**Tâches à réaliser:**
1 – Répondez brièvement à ces questions sur l'article consacré à l'agression d'une gynécologue à Pierrefitte :
(a) Quel âge a l'agresseur interpellé lundi ?
(b) À combien d'agressions le Dr Rousseau a-t-elle dû faire face depuis son installation ?
(c) De combien d'agents l'effectif des policiers municipaux a-t-il diminué ?
2 – Recopiez mot pour mot le passage de l'article qui va de « Violence des mineurs » à « vidéo à l’entrée. ».

**Texte de l'article:**
··········

« Le rendez-vous et fixé ce vendredi 4 mars à 13 heures. Les patients et les confrères se sont relayés pour le faire passer. J’espère qu’il y aura du monde », dit en préambule le Dr Joselyne Rousseau, généraliste installée à Pierrefitte (Seine-Saint-Denis) et présidente de l’Association des professionnels de santé de cette ville du 93. La raison de ce rassemblement de soutien et de ras-le-bol? L’agression dont a été victime la semaine dernière une gynécologue de Pierrefitte à son cabinet. L’auteur des faits, prétextant un rendez-vous pour sa mère, pénètre dans le cabinet et tente de dérober le sac du médecin. Cette dernière résiste. Elle est violemment frappée à la tête et souffre d’une fracture de la main. L’âge de l’agresseur, interpellé lundi ? 17 ans.
Violence des mineurs
« C’est une triple réalité que nous observons depuis en gros, août 2009. Auparavant, les agressions auxquelles devaient faire face les professionnels de santé de nos communes limitrophes de Pierrefitte et de Stains, n’étaient que sporadiques. Mais depuis deux ans, elles ont augmenté en violence et sont surtout commises par des mineurs », explique le Dr Rousseau qui sait de quoi elle parle. Installée à Pierrefitte au tout début des années 80, elle-même a, dû faire face à dix-sept agressions: de la tentative de vol de son sac à main au sortir du cabinet, à la menace armée. C’est d’ailleurs ce dernier acte de violence qui s’est produit en octobre 2009 qui l’a amenée à « sécuriser » un peu plus son cabinet. Ainsi, à l’alarme qu’elle avait déjà installée en 2003, le Dr Rousseau y a désormais adjoint une caméra vidéo à l’entrée.
Pour autant, cette praticienne qui exerce en solo se refuse « à baisser les bras. Dans la commune, les rapports, tant entre médecins qu’avec les patients sont très bons. Ces actes de violence ne sont le fait que d’une minorité ». Mais face à laquelle, Joselyne Rousseau et ses confrères se sentent sinon désemparés, du moins sérieusement démunis. Faute d’appuis. « La population de Stains et de Pierrefitte s’est accrue de quelque 10 000 habitants en quelques années. Tandis que dans le même temps, l’effectif des policiers municipaux a diminué de cinquante agents », développe la généraliste, qui ne cache pas regretter le temps de la police de proximité.

··········

**Lignes affichées:**
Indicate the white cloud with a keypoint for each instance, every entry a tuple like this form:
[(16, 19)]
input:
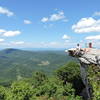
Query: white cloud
[(2, 31), (65, 36), (11, 33), (86, 25), (6, 11), (44, 19), (96, 37), (17, 43), (27, 22), (1, 40), (96, 14), (55, 17)]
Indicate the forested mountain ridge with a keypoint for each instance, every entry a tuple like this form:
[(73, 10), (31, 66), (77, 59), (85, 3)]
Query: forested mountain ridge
[(16, 64)]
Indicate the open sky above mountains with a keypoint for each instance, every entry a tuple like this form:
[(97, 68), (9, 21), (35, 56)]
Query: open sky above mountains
[(49, 23)]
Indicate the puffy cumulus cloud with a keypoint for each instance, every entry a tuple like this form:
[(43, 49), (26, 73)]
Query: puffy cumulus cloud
[(5, 11), (55, 17), (96, 37), (65, 36), (27, 22), (44, 19), (2, 40), (86, 25), (96, 14), (11, 33), (2, 31), (17, 43)]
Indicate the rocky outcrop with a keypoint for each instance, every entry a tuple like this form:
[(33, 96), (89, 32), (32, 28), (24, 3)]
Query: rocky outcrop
[(86, 57)]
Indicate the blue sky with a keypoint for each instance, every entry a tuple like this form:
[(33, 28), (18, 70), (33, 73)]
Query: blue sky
[(49, 23)]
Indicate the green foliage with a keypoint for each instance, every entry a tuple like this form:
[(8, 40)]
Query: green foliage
[(94, 79), (18, 64), (68, 72)]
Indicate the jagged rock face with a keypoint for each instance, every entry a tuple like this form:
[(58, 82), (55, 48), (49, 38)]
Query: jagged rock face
[(86, 57)]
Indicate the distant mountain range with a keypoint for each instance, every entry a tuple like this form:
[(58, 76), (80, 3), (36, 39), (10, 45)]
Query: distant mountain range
[(16, 64)]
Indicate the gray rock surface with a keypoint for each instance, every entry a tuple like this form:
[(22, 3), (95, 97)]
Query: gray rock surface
[(86, 56)]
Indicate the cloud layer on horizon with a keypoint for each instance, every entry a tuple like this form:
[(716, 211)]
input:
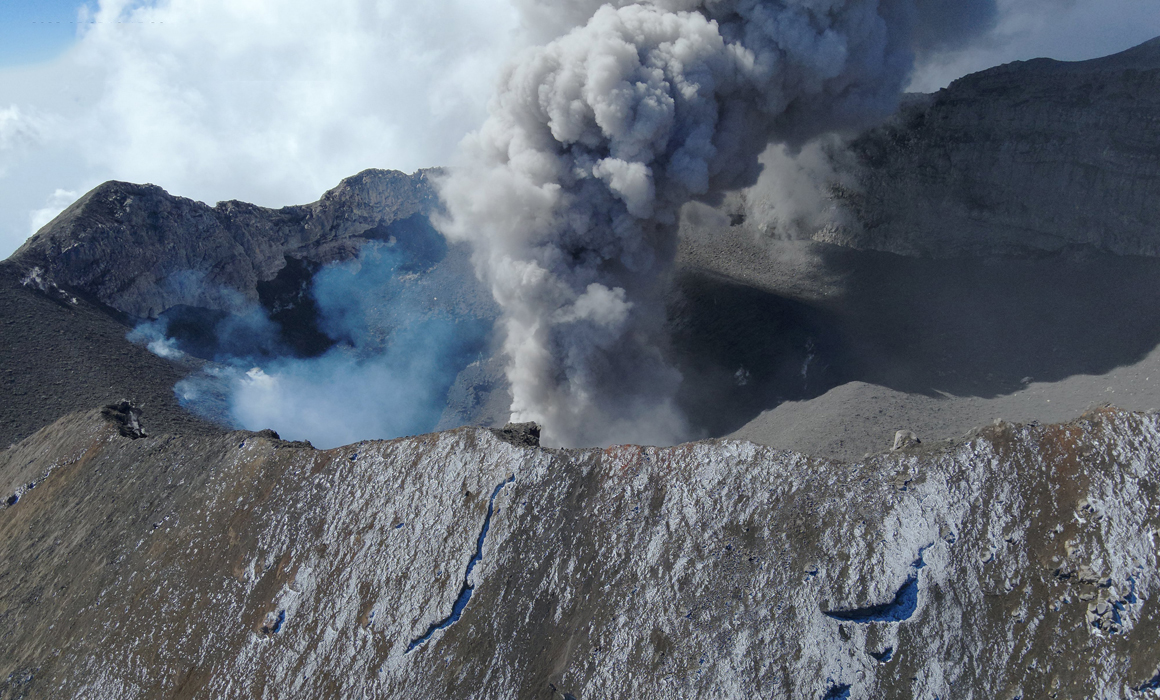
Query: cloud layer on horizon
[(276, 102)]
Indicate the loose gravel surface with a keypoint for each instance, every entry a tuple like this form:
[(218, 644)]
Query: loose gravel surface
[(58, 356)]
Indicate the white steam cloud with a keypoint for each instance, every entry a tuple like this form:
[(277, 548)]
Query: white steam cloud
[(571, 189)]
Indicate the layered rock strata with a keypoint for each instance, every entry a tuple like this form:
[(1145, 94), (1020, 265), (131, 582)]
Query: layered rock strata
[(1026, 158)]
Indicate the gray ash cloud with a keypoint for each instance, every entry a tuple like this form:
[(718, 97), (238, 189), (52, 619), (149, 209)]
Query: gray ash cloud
[(571, 189)]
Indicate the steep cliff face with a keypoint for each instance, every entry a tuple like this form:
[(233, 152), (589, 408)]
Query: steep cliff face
[(143, 251), (1020, 562), (1030, 157)]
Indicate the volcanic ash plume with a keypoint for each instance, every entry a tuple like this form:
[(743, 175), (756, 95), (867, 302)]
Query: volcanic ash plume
[(570, 190)]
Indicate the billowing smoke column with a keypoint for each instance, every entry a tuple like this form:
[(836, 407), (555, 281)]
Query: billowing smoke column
[(571, 189)]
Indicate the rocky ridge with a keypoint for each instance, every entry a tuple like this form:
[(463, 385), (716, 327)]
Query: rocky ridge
[(1020, 562), (143, 251), (1027, 158)]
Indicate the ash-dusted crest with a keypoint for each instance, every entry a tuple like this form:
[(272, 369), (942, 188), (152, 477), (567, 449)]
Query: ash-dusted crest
[(571, 189)]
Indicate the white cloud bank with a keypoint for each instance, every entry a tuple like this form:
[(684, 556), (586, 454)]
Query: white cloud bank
[(266, 101), (274, 101)]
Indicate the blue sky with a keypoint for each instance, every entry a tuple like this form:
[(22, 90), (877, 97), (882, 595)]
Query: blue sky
[(35, 30), (274, 101)]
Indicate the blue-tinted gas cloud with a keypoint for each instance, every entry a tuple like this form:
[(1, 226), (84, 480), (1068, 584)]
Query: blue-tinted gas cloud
[(396, 352)]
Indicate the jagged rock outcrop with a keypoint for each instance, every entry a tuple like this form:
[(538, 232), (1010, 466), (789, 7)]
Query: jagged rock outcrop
[(143, 251), (1024, 158), (1020, 562)]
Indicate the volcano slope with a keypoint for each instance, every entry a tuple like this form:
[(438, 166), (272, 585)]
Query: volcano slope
[(1017, 563)]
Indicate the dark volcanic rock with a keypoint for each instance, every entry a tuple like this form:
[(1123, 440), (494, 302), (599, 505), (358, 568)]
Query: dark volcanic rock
[(1017, 563), (142, 250), (66, 353), (1024, 158)]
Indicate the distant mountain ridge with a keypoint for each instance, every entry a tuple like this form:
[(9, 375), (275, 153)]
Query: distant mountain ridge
[(1027, 158), (142, 251)]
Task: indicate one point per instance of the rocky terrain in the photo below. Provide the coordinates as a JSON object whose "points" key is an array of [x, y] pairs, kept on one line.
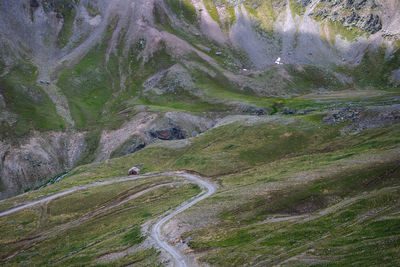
{"points": [[256, 96]]}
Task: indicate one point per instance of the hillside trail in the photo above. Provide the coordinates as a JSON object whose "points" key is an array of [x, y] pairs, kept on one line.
{"points": [[50, 63], [207, 187]]}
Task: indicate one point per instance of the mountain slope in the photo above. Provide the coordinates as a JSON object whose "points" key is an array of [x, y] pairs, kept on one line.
{"points": [[101, 64]]}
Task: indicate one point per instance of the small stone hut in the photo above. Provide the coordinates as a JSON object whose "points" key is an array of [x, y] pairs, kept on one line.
{"points": [[134, 171]]}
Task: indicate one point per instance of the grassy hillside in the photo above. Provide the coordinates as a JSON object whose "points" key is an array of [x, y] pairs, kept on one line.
{"points": [[291, 190], [30, 104]]}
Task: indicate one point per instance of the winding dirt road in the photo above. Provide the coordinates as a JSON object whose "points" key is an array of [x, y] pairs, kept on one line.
{"points": [[156, 231]]}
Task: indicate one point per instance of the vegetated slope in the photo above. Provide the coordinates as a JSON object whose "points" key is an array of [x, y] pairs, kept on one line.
{"points": [[84, 69], [293, 189]]}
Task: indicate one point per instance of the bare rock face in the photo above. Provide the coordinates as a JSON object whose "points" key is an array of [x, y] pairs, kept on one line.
{"points": [[37, 159], [364, 13]]}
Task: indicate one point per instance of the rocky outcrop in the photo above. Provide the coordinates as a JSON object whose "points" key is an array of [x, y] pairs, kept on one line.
{"points": [[32, 162], [349, 113], [363, 13], [174, 133]]}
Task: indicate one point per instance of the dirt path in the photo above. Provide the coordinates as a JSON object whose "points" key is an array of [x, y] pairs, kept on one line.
{"points": [[156, 232]]}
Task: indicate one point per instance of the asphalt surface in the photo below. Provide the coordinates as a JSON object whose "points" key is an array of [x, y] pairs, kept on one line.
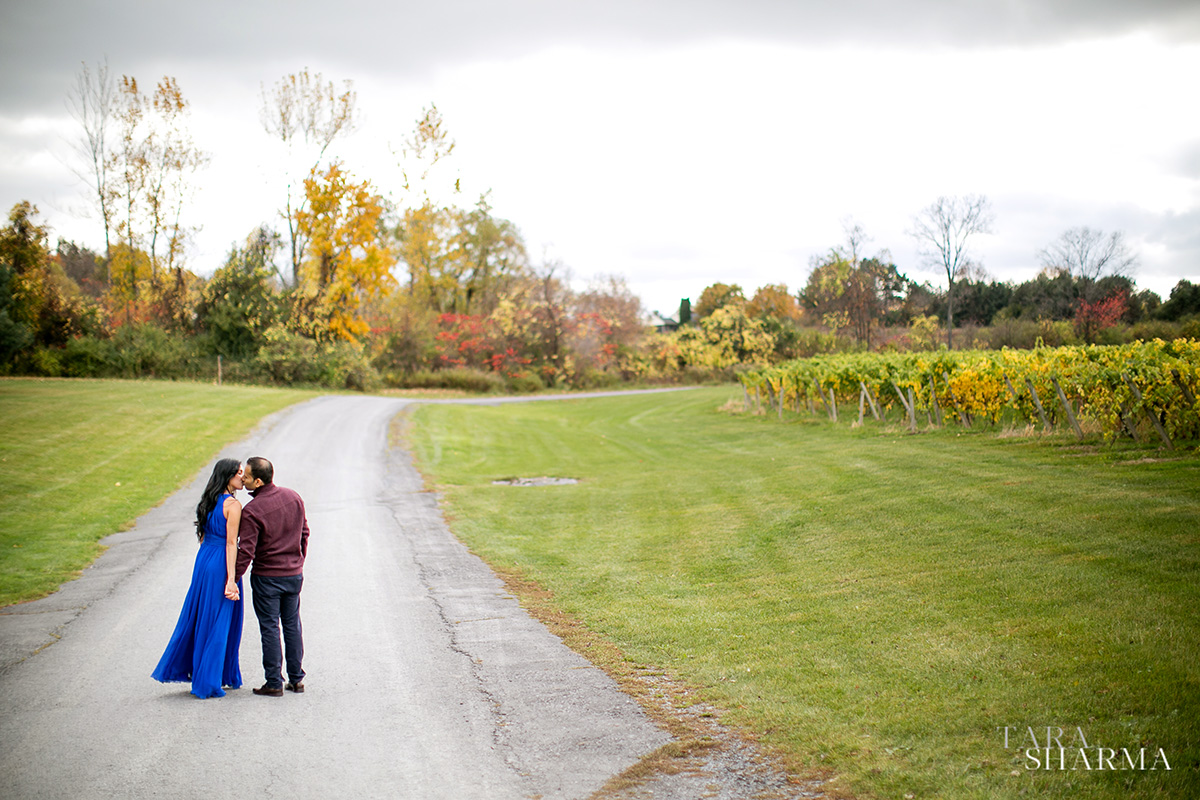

··········

**Réponses:**
1 –
(a) 17 ans.
(b) Dix-sept agressions.
(c) De cinquante agents.

2 –
Violence des mineurs
« C’est une triple réalité que nous observons depuis en gros, août 2009. Auparavant, les agressions auxquelles devaient faire face les professionnels de santé de nos communes limitrophes de Pierrefitte et de Stains, n’étaient que sporadiques. Mais depuis deux ans, elles ont augmenté en violence et sont surtout commises par des mineurs », explique le Dr Rousseau qui sait de quoi elle parle. Installée à Pierrefitte au tout début des années 80, elle-même a, dû faire face à dix-sept agressions: de la tentative de vol de son sac à main au sortir du cabinet, à la menace armée. C’est d’ailleurs ce dernier acte de violence qui s’est produit en octobre 2009 qui l’a amenée à « sécuriser » un peu plus son cabinet. Ainsi, à l’alarme qu’elle avait déjà installée en 2003, le Dr Rousseau y a désormais adjoint une caméra vidéo à l’entrée.